What to work on: Return the passage of the article on Tesla and Bitcoin starting with "Tesla and Elon Musk’s" and going on through "behind the move.", copied word for word.

Article:
Elon Musk, Carbon Credits and his "concern" for the environment
Your tech-savvy "innovative" leader does not care about the environment
In February 2021, Tesla had announced that it has bought $1.5 billion worth of bitcoins. In a filing with the Securities and Exchange Commission (SEC), the company said it bought the bitcoin for “more flexibility to further diversify and maximize returns on our cash.” Tesla had more than $19 billion in cash and cash equivalents on hand at the end of 2020 and thus, Tesla’s move into bitcoin represented a significant percentage of its cash in the investment. Tesla’s support for cryptocurrencies was followed by a huge surge in prices of different crypto assets such as Bitcoin, Dogecoin, Ethereum etc.
Then on 24th March, Tesla’s CEO Elon Musk announced that the electric carmaker company would begin to accept Bitcoin as a payment for its cars.
"Tesla is using only internal & open source software & operates Bitcoin nodes directly. Bitcoin paid to Tesla will be retained as Bitcoin, not converted to fiat currency," Musk said in a tweet after the initial announcement.
Tesla and Elon Musk’s announcements made it clear that they were completely on board and would further help for institutional adoption of cryptocurrencies, but soon enough fear, confusion and doubt would surround Tesla and its stance on Bitcoin. On May 12th, Elon Musk confirmed that Tesla will not be accepting Bitcoin as payment for its vehicle purchases. In a tweet, he cited environmental reasons and increasing usage of fossil fuels in bitcoin mining as the main reasons behind the move.
He continued “Tesla would not sell any bitcoin and intends to use bitcoin for transactions as soon as mining transitions to more sustainable energy.” As a result, Bitcoin’s prices dropped by 15% and it kept falling in the following weeks. At the time of writing this piece, Bitcoin’s price was $35900 - down from $57500 on May 11. Bitcoin and Ethereum posted their largest one-day drop since March last year with losses of $1 trillion in the market capitalization for the entire cryptocurrency markets. The markets have not recovered since and this was yet another incident where Elon Musk’s tweet has been impactful for cryptocurrency markets. Here’s what his tweets look like against the bitcoin price in the past few weeks:
This is not the first time Elon Musk has manipulated the markets with his tweets as in 2018, the Securities and Exchange Commission (SEC) fined Tesla and Elon Musk $20 million as a part of a settlement stemming from a series of tweets that the SEC believes misled investors. He had tweeted that he was considering taking Tesla private, adding, “Funding secured.” The tweet spurred a scandal-ridden fall for Tesla and sent the stock see-sawing for weeks. In reality, funding had not been secured. The SEC statement alleged that Musk issued “false and misleading” statements and failed to properly notify regulators of material company events. Eventually, he was forced to step down as Tesla’s chairman to settle fraud charges.

Stored data:
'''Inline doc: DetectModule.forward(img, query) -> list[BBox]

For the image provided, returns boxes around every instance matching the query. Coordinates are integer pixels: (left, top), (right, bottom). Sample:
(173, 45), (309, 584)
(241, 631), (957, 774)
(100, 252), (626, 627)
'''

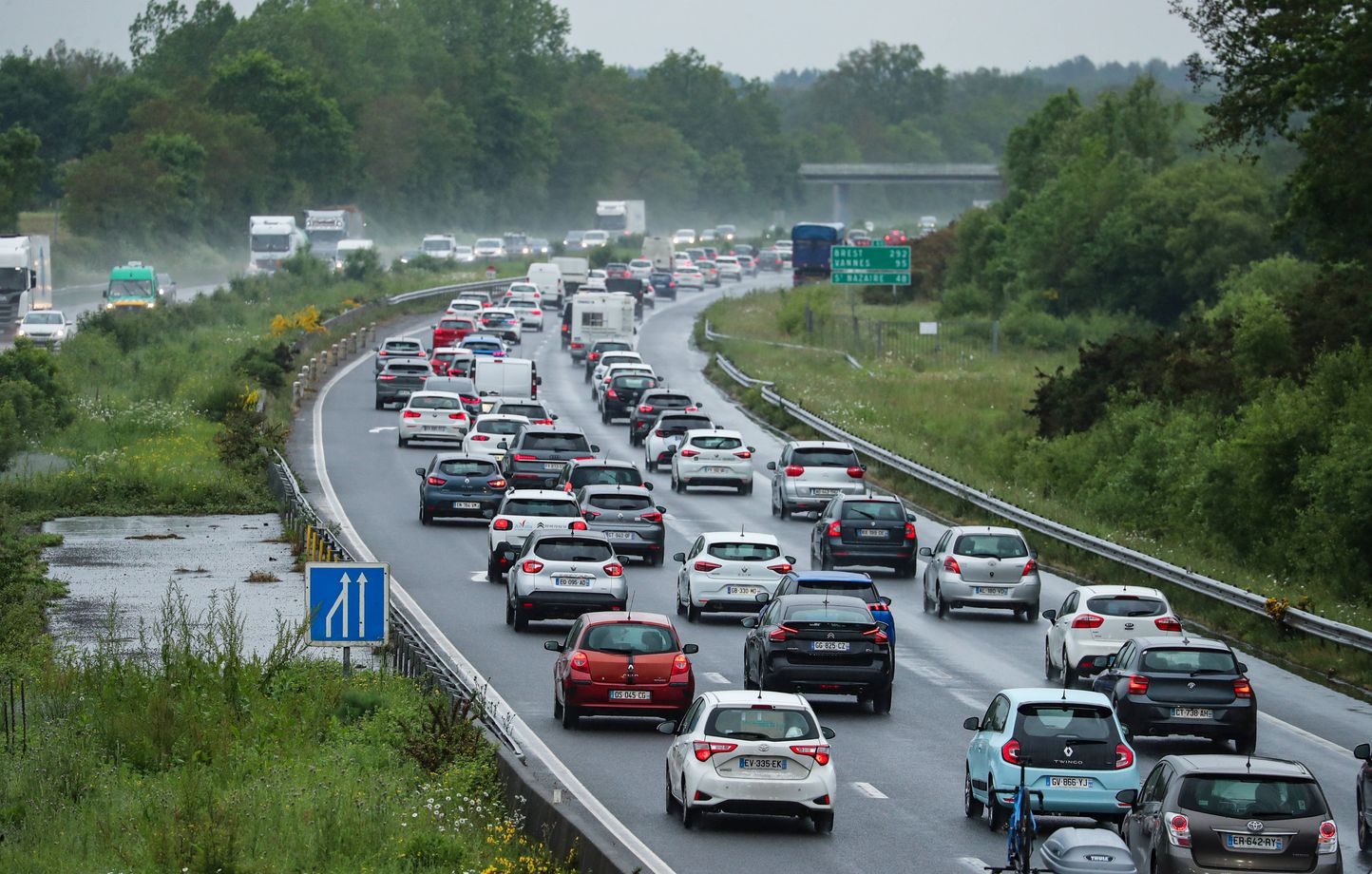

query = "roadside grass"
(0, 590), (574, 874)
(696, 293), (1372, 689)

Result for this task:
Tesla and Elon Musk’s announcements made it clear that they were completely on board and would further help for institutional adoption of cryptocurrencies, but soon enough fear, confusion and doubt would surround Tesla and its stance on Bitcoin. On May 12th, Elon Musk confirmed that Tesla will not be accepting Bitcoin as payment for its vehicle purchases. In a tweet, he cited environmental reasons and increasing usage of fossil fuels in bitcoin mining as the main reasons behind the move.